Excerpt from a dataset
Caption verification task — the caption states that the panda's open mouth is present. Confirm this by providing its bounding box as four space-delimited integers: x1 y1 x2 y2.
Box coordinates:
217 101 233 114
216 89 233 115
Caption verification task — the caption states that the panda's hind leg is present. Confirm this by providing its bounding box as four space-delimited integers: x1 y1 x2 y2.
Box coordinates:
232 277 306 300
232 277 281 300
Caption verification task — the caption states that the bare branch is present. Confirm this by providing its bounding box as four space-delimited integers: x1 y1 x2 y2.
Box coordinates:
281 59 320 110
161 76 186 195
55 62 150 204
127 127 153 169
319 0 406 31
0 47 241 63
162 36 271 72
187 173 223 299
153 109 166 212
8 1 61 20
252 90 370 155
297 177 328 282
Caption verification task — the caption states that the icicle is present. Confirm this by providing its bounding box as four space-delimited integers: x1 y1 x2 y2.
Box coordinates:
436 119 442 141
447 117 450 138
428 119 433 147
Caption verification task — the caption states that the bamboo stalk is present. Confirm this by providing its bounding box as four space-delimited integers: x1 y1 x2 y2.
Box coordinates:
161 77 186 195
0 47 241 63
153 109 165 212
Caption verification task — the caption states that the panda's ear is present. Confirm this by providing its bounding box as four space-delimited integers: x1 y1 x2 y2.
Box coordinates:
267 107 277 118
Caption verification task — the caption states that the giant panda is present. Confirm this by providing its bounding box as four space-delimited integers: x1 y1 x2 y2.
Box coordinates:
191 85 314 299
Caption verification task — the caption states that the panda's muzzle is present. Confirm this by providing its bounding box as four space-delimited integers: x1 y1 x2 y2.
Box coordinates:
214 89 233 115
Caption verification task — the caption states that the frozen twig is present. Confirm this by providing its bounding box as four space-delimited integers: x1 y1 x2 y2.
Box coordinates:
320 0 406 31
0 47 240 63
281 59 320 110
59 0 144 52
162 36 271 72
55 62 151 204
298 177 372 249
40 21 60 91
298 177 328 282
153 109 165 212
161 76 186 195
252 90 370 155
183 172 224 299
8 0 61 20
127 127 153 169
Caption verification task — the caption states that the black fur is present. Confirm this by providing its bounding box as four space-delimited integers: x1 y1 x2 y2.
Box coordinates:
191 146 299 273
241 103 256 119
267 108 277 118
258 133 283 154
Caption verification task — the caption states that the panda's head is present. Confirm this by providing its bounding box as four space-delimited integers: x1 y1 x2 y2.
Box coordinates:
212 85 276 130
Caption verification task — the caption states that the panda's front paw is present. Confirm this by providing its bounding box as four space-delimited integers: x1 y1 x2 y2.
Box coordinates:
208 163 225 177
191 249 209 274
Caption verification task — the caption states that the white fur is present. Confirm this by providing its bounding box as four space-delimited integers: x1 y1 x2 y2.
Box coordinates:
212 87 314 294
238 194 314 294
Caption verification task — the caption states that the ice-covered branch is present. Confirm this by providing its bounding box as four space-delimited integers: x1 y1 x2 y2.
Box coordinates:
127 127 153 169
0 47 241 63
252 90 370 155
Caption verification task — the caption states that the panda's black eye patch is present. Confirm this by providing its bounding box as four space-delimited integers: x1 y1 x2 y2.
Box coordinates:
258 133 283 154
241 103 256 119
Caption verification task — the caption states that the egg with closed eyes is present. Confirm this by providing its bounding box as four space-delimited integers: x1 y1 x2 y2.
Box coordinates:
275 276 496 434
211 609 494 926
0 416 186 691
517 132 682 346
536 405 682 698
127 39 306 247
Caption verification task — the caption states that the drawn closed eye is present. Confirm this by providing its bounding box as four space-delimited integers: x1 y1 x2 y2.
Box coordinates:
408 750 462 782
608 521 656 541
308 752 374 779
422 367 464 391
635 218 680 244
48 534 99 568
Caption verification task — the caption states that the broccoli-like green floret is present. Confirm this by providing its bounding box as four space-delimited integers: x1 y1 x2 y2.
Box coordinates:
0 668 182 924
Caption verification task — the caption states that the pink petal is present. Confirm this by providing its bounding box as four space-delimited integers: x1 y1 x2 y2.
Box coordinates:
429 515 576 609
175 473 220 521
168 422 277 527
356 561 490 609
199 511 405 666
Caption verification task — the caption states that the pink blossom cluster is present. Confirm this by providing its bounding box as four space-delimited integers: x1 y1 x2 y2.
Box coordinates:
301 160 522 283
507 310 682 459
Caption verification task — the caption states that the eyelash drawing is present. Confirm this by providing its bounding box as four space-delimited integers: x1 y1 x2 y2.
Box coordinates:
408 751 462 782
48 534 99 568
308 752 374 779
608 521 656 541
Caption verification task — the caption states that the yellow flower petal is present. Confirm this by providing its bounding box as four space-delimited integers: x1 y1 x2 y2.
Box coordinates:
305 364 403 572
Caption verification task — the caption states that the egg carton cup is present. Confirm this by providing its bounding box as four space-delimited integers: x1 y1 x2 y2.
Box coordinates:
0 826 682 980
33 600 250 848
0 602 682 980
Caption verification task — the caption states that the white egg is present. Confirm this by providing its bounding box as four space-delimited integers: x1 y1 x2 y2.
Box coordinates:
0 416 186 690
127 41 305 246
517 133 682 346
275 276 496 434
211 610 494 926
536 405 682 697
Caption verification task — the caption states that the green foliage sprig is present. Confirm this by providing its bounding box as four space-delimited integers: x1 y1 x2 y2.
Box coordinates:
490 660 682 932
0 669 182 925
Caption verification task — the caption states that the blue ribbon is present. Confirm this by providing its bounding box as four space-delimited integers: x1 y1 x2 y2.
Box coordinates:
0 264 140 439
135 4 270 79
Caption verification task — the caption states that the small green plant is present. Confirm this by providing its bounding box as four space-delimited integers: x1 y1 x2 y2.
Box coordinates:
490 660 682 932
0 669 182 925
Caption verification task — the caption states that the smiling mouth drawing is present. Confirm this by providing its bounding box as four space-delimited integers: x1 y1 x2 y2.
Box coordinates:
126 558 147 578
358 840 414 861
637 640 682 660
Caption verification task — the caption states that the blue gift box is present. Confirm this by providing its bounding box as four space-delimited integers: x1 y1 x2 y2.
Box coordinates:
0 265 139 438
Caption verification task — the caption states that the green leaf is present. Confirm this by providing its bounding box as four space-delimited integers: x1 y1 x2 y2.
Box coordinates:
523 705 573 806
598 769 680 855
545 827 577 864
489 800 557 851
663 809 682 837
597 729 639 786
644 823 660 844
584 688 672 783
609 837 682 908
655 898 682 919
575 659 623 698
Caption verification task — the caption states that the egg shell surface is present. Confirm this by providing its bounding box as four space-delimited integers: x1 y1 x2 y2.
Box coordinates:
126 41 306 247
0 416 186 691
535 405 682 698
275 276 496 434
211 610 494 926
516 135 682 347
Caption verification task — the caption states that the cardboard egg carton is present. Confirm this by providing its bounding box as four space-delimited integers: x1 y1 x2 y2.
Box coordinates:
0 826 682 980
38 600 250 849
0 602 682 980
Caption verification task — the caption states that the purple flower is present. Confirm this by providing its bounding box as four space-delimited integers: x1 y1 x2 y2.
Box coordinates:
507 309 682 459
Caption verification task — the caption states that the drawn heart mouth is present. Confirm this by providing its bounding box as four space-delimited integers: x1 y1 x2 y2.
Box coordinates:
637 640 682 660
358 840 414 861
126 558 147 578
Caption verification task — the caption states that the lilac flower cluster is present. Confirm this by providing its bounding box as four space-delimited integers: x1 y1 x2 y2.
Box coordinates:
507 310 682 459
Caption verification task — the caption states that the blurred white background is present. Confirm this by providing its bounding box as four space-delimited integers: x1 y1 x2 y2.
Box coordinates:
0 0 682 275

■ DIRECTION ■
Rewrite all of the records above, replacing each occurrence of "Box coordinates" with "Bounding box" and leaving every other part unchanged.

■ WRITTEN SOLUTION ■
Caption verification task — the caption states that the panda's open mouth is present. Confirm this by providing its bounding box as four space-delimited integers: x1 y1 x2 y2.
Bounding box:
217 101 233 114
216 89 233 115
Caption verification task — the caption states that the panda's hind leg is present. Confirm this by providing its bounding box as four space-delimited integers: x1 y1 x2 y2.
Bounding box:
232 277 306 300
232 277 281 300
Caption verification task — the caption states that the bare branch is present. Confirm this by providing its bounding box as four space-delimited integers: x1 y1 x2 y2.
Bounding box:
281 59 320 110
161 76 186 195
55 62 150 204
127 127 153 169
319 0 406 31
0 47 241 63
162 36 271 72
187 173 223 299
153 109 166 212
8 1 61 20
252 90 370 155
297 177 328 282
Caption verification task — the caption states that the icicle is present. Confirm this by providing its bounding box as four space-delimited integers: x1 y1 x2 y2.
Bounding box:
436 119 442 141
447 117 450 138
428 119 433 147
Caption verification task — the caption states that the bamboo stalk is present. Confirm this by providing its bounding box as four space-delimited integers: x1 y1 x2 y2.
Bounding box:
161 77 186 195
0 47 241 63
153 109 165 212
Caption verification task — the caption states that the panda's ear is present. Confirm this by providing its bounding box as four space-delimited integers: x1 y1 x2 y2.
Bounding box:
267 107 277 118
Caption verification task — the caption states that the giant panda is present. Confirm this by providing its bounding box as four space-delimited integers: x1 y1 x2 y2.
Bounding box:
191 85 314 299
Caption verification task — the caption states that the panda's muzzle is present. Confirm this by providing its bounding box as four space-delimited integers: x1 y1 x2 y2.
Bounding box:
214 89 233 115
Caption verification task — the caption states that the frozen twig is present. Confirm this by providing its bounding box as four space-delimited integers: x1 y1 x2 y2.
Bounding box:
320 0 406 31
0 47 240 63
281 59 320 110
59 0 144 52
162 36 271 72
55 62 151 204
298 177 372 249
40 21 60 91
298 177 328 282
153 109 165 212
161 76 186 195
252 90 370 155
183 172 224 299
8 0 61 20
127 127 153 169
Caption verification task — the caption states that the black fur is present. Confirm this by providing its bounding box as four space-delimited integers: x1 y1 x2 y2.
Bounding box:
191 146 299 273
241 103 256 119
267 108 277 118
258 133 283 154
Caption verification task — the caption states that the panda's head is present. Confirm this by providing its bounding box as four space-delimited integers: x1 y1 x2 y2.
Bounding box:
212 85 276 130
Caption verification task — the caption states that the panda's front paw is present. Confirm this by providing its bounding box as four space-delimited integers: x1 y1 x2 y2.
Bounding box:
208 163 225 177
191 249 209 274
Caption verification task — the caption states that the white fur is present. Confirm this by providing its bounding box as four space-delimited integers: x1 y1 x2 y2.
Bounding box:
212 87 314 294
238 194 314 294
Caption verification task — the caption states that the ice-covered branch is present. Confirm this by providing its bounding box as four space-delimited integers: x1 y1 x2 y2.
Bounding box:
127 127 153 169
0 47 241 63
252 90 370 155
Caption verification task — the caption states that the panda's black eye patch is present. Confirm this by providing its bounding box as four space-delimited integers: x1 y1 x2 y2.
Bounding box:
258 133 283 154
241 103 256 119
Caption verification task — the caption states that the egg with closed eyes is present. Confirm this by providing its bounding box as four space-delimited integers: x1 y1 x2 y2.
Bounding box:
275 276 496 434
211 609 494 926
0 416 186 691
517 132 682 346
536 405 682 698
127 39 306 247
Caption verification task — the caption states that the drawn closed eye is present. Confirm this by providing its bounding box as four space-delimited integers: x1 y1 x2 y2.
Bounding box:
408 750 462 782
608 521 656 541
308 752 374 779
422 367 464 391
635 218 680 244
48 534 99 568
Caption verification task — the caption states that the broccoli-like green floret is present. Confirm this by providing its bounding box as four space-delimited integers: x1 y1 x2 y2.
Bounding box:
0 668 182 924
Caption verification task — the caption states that the pink petal is present. Confirm this by providing its bounding box as four space-delimited integers: x1 y1 x2 y2.
Bounding box:
429 515 576 609
175 473 220 521
168 422 277 527
356 561 490 609
199 511 405 666
Caption verification task — the caption states that the pink blossom cluster is present. Confirm this by providing its bounding box as four space-delimited integers: x1 y1 x2 y2.
Bounding box:
301 160 522 283
507 310 682 459
Caption verification task — the caption states that the eyelash drawing is present. Confirm this by providing its bounding box as four space-delimited integers: x1 y1 x2 y2.
Bounding box:
408 751 462 782
48 534 99 568
308 752 374 779
608 521 656 541
Caption verification task — the caption states that the yellow flower petal is present. Confirm this by providing its bounding box as four space-delimited integers: x1 y1 x2 y2.
Bounding box:
305 364 403 572
Caption verification task — the caption states that the egg carton cup is present. Confirm this by providing its bounding box as four space-delimited integers: x1 y1 x2 y2.
Bounding box:
0 826 682 980
33 600 250 848
0 602 682 980
Caption verification task — the caption states that the white egg is present. Confirm this by providing its bounding box as four space-delimited integers: x1 y1 x2 y2.
Bounding box:
0 416 186 690
127 41 305 246
517 133 682 346
275 276 496 434
211 610 494 926
536 405 682 697
Caption verification task — the caption states that the green foliage sprig is present. Confirm this by providing its bounding box as four space-delimited integers: x1 y1 x2 y2.
Bounding box:
490 660 682 932
0 669 182 925
Caption verification task — the caption states that the blue ribbon is present. Confirm this by providing its bounding box as four space-delimited integers: x1 y1 x2 y2.
Bounding box:
0 264 140 439
135 4 270 79
Caption verification task — the caption states that the small green plant is present. Confirm this by providing its bounding box as four space-delimited integers: x1 y1 x2 y2.
Bounding box:
490 660 682 932
0 669 182 925
Caption verification task — the caption states that the smiling mouth drawing is present. Confirm this by providing its bounding box as four space-delimited integers: x1 y1 x2 y2.
Bounding box:
126 558 147 578
358 840 414 861
637 640 682 660
Caption verification task — the caption states that the blue gift box is present. Confirm this by providing its bounding box as four space-delimited integers: x1 y1 x2 y2.
Bounding box:
0 265 139 438
Caption verification task — the caption states that the green leaf is present. Confirm this by providing its bounding box as four space-delimited integers: x1 y1 x2 y2.
Bounding box:
523 705 573 806
598 769 680 855
545 827 577 864
489 800 557 851
663 809 682 837
597 729 639 786
644 823 660 844
584 688 672 783
609 837 682 908
655 898 682 919
575 659 623 698
Caption verification task — the caption states that the egg shell surface is present. Confirm this by providing its bounding box as four space-delimited integers: x1 y1 x2 y2.
Bounding box:
126 41 306 247
0 416 186 691
535 405 682 698
275 276 496 434
211 610 494 926
516 135 682 347
Caption verification task — the caption states that the cardboard egg carton is present. Confirm this by providing its bounding box as four space-delimited integers: x1 y1 x2 y2.
Bounding box:
0 826 682 980
38 600 250 849
0 602 682 980
Caption verification task — the caption states that the purple flower is present. Confirm this by providing its bounding box as four space-delimited integers: x1 y1 x2 y2.
Bounding box:
507 309 682 459
Caption verification task — the caption states that the drawn heart mouth is present. Confirm this by providing its bounding box as four space-delimited integers: x1 y1 x2 y2.
Bounding box:
637 640 682 660
358 840 414 861
126 558 147 578
Caption verification task — the caption states that the lilac flower cluster is present. Confirm this by providing its bounding box as four space-delimited integers: x1 y1 x2 y2.
Bounding box:
507 310 682 459
Caption verification task — the caption states that the blurred white background is present. Confirm this by providing its bounding box as four space-delimited integers: x1 y1 x2 y2.
Bounding box:
0 0 682 275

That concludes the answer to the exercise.